## Exercise goal
Output, word for word, every line from the line with "Each instance of the white logo" through the final line of the data below.

[Rows from a pointing dataset]
★ ★ ★ ★

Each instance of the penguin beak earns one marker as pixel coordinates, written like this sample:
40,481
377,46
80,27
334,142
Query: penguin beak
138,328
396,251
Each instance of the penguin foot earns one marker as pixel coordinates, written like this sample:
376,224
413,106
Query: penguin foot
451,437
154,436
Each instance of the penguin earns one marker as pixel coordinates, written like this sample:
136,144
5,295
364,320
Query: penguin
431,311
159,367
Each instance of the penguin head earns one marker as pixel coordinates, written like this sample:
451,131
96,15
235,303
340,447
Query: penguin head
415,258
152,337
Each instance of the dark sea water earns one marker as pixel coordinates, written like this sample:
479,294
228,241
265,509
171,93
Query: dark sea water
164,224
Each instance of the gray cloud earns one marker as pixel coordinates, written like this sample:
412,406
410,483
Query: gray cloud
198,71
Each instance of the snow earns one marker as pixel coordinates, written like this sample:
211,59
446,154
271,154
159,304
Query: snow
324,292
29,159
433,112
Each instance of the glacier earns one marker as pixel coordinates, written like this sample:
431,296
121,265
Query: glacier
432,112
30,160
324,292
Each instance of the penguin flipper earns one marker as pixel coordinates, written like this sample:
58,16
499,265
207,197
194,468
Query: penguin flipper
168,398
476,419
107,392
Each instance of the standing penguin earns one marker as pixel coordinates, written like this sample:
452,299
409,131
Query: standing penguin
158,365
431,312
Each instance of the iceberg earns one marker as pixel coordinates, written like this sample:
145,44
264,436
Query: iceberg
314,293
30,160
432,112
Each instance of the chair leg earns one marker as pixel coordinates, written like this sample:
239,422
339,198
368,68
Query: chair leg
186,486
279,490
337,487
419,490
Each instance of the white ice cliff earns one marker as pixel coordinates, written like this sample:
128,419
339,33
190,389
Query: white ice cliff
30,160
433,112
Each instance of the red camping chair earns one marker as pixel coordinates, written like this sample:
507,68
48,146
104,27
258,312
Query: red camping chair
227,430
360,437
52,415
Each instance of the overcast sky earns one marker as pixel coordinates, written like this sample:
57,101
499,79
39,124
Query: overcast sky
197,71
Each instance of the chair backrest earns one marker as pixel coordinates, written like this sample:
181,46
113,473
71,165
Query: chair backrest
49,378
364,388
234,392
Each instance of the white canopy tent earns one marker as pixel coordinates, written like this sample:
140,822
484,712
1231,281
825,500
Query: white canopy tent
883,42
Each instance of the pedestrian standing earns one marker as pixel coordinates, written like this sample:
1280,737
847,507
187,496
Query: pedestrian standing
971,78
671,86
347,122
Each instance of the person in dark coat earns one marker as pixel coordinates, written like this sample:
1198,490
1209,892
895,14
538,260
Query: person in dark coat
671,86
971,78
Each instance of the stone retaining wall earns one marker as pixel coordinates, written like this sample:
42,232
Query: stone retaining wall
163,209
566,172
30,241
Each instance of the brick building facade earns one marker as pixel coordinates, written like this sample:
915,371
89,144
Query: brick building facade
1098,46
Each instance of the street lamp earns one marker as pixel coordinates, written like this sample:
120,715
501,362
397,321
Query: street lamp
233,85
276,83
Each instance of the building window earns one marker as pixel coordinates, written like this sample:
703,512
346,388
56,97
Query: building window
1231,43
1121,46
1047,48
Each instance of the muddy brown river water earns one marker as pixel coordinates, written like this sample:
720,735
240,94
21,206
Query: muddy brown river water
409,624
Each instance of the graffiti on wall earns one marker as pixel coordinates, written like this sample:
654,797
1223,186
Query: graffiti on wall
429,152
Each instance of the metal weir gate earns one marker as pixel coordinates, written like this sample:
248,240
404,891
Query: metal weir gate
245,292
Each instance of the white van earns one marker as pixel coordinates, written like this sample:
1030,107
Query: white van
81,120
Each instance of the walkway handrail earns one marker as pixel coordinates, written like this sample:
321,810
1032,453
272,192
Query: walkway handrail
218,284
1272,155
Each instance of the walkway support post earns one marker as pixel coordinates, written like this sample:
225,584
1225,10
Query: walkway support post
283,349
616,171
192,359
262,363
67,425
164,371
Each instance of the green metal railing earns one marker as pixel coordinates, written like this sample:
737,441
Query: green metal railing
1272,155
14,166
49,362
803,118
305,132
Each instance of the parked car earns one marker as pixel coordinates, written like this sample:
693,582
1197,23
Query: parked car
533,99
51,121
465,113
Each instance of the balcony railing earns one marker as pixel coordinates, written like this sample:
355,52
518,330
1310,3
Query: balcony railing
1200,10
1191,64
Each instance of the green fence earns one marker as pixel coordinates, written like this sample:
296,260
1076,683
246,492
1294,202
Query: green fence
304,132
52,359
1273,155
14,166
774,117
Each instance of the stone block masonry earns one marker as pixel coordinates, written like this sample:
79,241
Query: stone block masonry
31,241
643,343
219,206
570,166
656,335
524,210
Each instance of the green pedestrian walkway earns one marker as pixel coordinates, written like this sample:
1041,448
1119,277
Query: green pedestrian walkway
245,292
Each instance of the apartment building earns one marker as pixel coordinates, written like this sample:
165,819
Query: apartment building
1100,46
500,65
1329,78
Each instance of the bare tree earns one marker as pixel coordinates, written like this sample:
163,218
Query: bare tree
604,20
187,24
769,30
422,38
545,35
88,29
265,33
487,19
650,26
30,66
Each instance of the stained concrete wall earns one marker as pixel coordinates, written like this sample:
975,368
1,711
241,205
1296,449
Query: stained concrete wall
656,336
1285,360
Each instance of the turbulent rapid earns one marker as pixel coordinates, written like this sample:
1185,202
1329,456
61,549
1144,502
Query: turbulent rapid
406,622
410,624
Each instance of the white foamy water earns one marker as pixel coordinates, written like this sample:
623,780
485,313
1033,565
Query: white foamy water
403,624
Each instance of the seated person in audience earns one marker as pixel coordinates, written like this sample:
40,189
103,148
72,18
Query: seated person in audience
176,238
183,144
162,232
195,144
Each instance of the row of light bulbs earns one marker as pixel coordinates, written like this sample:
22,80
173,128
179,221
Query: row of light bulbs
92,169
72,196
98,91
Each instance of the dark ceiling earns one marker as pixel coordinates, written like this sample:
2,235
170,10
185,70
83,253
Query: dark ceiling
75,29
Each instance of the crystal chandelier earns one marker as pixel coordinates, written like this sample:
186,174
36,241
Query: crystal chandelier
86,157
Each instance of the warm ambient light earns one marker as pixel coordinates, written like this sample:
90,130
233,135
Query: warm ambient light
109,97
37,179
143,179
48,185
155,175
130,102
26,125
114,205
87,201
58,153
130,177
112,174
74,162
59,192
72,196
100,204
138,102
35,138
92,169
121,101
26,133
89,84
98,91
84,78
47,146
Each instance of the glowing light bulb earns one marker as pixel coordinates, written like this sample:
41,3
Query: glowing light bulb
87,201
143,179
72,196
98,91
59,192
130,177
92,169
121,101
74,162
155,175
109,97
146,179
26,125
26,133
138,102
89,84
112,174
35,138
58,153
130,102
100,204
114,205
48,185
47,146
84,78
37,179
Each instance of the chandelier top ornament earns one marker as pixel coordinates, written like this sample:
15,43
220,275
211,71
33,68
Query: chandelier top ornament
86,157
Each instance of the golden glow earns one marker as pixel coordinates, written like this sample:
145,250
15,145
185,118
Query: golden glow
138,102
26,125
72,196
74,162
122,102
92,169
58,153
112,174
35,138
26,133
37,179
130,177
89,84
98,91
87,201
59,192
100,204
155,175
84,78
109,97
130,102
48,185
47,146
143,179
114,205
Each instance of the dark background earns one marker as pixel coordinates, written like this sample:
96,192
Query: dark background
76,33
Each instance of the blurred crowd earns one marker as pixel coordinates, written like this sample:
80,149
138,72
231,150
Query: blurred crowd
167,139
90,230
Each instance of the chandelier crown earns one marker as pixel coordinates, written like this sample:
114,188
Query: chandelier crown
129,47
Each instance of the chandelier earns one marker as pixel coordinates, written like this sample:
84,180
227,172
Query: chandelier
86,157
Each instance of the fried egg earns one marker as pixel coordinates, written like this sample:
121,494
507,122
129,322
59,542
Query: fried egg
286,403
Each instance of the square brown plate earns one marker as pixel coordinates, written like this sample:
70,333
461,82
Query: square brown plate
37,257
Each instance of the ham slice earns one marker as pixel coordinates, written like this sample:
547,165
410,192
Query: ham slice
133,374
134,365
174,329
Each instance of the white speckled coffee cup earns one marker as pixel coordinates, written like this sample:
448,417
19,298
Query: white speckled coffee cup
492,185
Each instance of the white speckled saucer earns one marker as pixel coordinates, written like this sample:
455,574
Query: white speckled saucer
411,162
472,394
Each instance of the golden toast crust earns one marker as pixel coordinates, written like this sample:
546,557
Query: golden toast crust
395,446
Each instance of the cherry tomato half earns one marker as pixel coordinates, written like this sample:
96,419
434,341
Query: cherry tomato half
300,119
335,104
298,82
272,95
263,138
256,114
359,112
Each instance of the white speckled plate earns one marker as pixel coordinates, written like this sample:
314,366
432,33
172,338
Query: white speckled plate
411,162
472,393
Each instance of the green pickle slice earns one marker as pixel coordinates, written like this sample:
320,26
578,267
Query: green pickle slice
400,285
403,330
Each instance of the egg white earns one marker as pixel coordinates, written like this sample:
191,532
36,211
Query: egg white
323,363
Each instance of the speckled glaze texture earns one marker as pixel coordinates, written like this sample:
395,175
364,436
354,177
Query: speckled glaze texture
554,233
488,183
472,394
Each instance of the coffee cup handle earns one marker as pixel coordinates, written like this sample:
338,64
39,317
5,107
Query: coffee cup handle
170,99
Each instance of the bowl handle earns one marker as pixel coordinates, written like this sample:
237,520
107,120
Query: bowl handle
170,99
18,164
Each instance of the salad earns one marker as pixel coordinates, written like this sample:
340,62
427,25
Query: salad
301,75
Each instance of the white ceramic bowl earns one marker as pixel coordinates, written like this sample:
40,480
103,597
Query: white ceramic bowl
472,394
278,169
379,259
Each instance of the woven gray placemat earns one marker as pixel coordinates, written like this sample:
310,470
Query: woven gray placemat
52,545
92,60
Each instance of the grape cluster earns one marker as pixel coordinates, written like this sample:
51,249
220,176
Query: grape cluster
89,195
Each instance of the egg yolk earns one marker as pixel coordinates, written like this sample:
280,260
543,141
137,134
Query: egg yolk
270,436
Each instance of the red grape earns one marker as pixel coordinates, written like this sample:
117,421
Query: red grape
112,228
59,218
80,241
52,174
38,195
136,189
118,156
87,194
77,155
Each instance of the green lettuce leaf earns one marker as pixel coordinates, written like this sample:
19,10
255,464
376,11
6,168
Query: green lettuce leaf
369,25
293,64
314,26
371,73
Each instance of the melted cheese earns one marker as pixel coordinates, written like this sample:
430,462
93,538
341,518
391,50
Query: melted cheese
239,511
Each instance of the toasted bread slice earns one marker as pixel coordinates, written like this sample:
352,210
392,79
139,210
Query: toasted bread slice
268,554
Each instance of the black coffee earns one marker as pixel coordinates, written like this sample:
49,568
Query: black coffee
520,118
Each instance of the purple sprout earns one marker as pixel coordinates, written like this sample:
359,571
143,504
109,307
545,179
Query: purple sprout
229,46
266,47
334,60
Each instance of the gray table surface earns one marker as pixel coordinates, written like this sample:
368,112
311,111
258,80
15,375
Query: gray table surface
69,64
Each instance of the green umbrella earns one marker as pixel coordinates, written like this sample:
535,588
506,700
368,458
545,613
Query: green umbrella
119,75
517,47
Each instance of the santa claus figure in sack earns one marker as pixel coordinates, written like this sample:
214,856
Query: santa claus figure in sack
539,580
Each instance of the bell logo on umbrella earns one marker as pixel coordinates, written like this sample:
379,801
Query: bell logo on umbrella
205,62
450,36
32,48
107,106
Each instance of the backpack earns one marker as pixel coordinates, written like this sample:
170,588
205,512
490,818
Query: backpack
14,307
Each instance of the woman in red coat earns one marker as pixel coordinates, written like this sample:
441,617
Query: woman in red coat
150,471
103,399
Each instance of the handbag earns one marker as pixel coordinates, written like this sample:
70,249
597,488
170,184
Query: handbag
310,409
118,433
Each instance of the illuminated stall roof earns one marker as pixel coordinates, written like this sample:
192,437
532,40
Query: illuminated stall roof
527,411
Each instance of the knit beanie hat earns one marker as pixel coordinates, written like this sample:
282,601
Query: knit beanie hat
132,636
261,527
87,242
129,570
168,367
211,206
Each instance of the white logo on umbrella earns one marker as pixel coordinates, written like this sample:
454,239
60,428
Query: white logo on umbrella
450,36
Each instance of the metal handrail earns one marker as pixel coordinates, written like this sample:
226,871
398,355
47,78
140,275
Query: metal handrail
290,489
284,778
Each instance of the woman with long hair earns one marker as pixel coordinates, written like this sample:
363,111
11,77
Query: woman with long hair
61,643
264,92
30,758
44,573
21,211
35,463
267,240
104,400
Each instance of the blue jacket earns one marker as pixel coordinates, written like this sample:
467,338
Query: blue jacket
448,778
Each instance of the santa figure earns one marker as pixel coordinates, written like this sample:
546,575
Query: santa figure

★ ★ ★ ★

## Written solution
Each instance of the white logo on umbrella earns one marker as pixel coordinates, written like this sample:
454,239
60,428
Query: white logo on umbrella
450,36
Each instance of the metal handrail earns one marker as pixel coordinates, written like this sample:
226,871
398,355
47,78
140,275
Query: metal handrail
290,489
284,778
Each instance of the woman with long hair earns one marker as pixel coordinates, written like this sample:
363,111
11,77
Query: woman with long hair
61,643
264,92
30,758
44,573
21,211
35,463
267,240
104,400
Each instance of the blue jacket earns one marker as pixel coordinates, written like this sample:
467,338
Query: blue jacket
448,778
Each instance of the santa figure earns one marker as pixel coordinates, written like this sample:
546,575
Query: santa figure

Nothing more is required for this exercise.